EXTRACTED INFORMATION:

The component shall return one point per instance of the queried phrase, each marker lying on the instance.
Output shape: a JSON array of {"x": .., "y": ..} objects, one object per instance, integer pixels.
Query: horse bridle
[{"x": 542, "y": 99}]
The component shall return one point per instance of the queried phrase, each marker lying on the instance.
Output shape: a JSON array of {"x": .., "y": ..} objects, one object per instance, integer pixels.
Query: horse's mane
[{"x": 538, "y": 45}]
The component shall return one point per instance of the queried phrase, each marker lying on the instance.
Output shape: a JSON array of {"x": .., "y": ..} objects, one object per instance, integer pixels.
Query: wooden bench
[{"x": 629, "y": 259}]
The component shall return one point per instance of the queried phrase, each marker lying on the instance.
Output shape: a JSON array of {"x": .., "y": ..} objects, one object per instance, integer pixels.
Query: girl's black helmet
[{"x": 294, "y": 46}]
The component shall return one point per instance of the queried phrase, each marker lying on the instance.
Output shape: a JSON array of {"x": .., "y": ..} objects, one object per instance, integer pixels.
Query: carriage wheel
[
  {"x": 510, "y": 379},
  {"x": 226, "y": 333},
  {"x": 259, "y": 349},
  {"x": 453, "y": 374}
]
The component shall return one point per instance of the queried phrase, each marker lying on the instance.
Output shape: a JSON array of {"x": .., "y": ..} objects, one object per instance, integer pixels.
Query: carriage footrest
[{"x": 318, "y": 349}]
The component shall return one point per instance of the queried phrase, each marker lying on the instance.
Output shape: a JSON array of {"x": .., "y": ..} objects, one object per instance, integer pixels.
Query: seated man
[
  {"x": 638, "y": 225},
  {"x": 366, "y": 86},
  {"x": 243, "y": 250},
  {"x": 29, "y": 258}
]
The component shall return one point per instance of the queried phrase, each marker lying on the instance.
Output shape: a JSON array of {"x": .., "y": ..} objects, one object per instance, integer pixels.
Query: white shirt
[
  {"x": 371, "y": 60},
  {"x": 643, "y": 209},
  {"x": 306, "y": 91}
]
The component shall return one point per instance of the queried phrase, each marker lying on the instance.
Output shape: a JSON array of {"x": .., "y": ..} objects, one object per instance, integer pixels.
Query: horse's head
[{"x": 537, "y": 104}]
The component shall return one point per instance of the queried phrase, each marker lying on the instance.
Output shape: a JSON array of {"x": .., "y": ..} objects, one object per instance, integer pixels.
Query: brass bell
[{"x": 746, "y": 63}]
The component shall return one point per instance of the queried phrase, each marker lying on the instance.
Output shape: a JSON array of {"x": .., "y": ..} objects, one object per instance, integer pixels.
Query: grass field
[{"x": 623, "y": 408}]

SHORT TASK: Repeat each record exactly, leaving nothing out.

EXERCISE SOLUTION:
The component shall return one point per instance of the queried phrase, each marker lying on the instance.
Output shape: a JSON array of {"x": .., "y": ..} objects, one object per instance, integer pixels.
Query: horse bridle
[{"x": 542, "y": 99}]
The component shall return one point per instance of the queried phrase, each marker lying on the instance.
Output shape: a JSON array of {"x": .., "y": ..} objects, one object per instance, integer pixels.
Query: horse's mane
[{"x": 538, "y": 45}]
The component shall return one point per instance of the queried phrase, each marker lying on the instance.
Output shape: a JSON array of {"x": .., "y": ..} objects, one object per instance, integer pixels.
Query: wooden bench
[{"x": 629, "y": 259}]
The component shall return one point per instance of the queried phrase, each marker lying on the instance.
Output shape: a JSON array of {"x": .., "y": ..} objects, one object per instance, integer pixels.
Query: girl's black helmet
[{"x": 294, "y": 46}]
The component shall return one point per instance of the queried phrase, each marker lying on the instance.
Output shape: a JSON array of {"x": .., "y": ..} objects, one object per instance, integer pixels.
Query: carriage wheel
[
  {"x": 510, "y": 379},
  {"x": 226, "y": 333},
  {"x": 259, "y": 349},
  {"x": 453, "y": 374}
]
The component shall return one point per instance of the queried phrase, each marker lying on the instance.
Output shape: a JSON array of {"x": .., "y": ..} objects, one object per instance, integer pixels.
Query: carriage footrest
[{"x": 318, "y": 349}]
The component shall return one point per instance of the queried phrase, each marker lying on the instance.
Output shape: a JSON array of {"x": .., "y": ..} objects, one object per instance, integer pixels.
Query: seated man
[
  {"x": 638, "y": 225},
  {"x": 366, "y": 86},
  {"x": 243, "y": 250},
  {"x": 29, "y": 258}
]
The component shall return one point per instance of the queried phrase, each marker lying on the instance.
Output shape: a JSON array of {"x": .., "y": ..} objects, one object per instance, integer pixels.
Query: white shirt
[
  {"x": 371, "y": 60},
  {"x": 643, "y": 209},
  {"x": 306, "y": 91}
]
The component shall return one point per instance of the queried phrase, each marker lying on the instance.
Output shape: a JSON array of {"x": .., "y": ..} objects, one object per instance, integer pixels.
Query: horse's head
[{"x": 537, "y": 104}]
The component shall return one point per instance of the queried phrase, each marker lying on the instance.
Output shape: a JSON array of {"x": .., "y": ..} objects, one object per instance, integer pixels.
Query: brass bell
[{"x": 746, "y": 63}]
The component shall return one point per instance of the queried phrase, each marker lying on the instance.
Output shape: a JSON array of {"x": .., "y": ..} objects, one object per instance, integer pixels.
Query: grass field
[{"x": 623, "y": 408}]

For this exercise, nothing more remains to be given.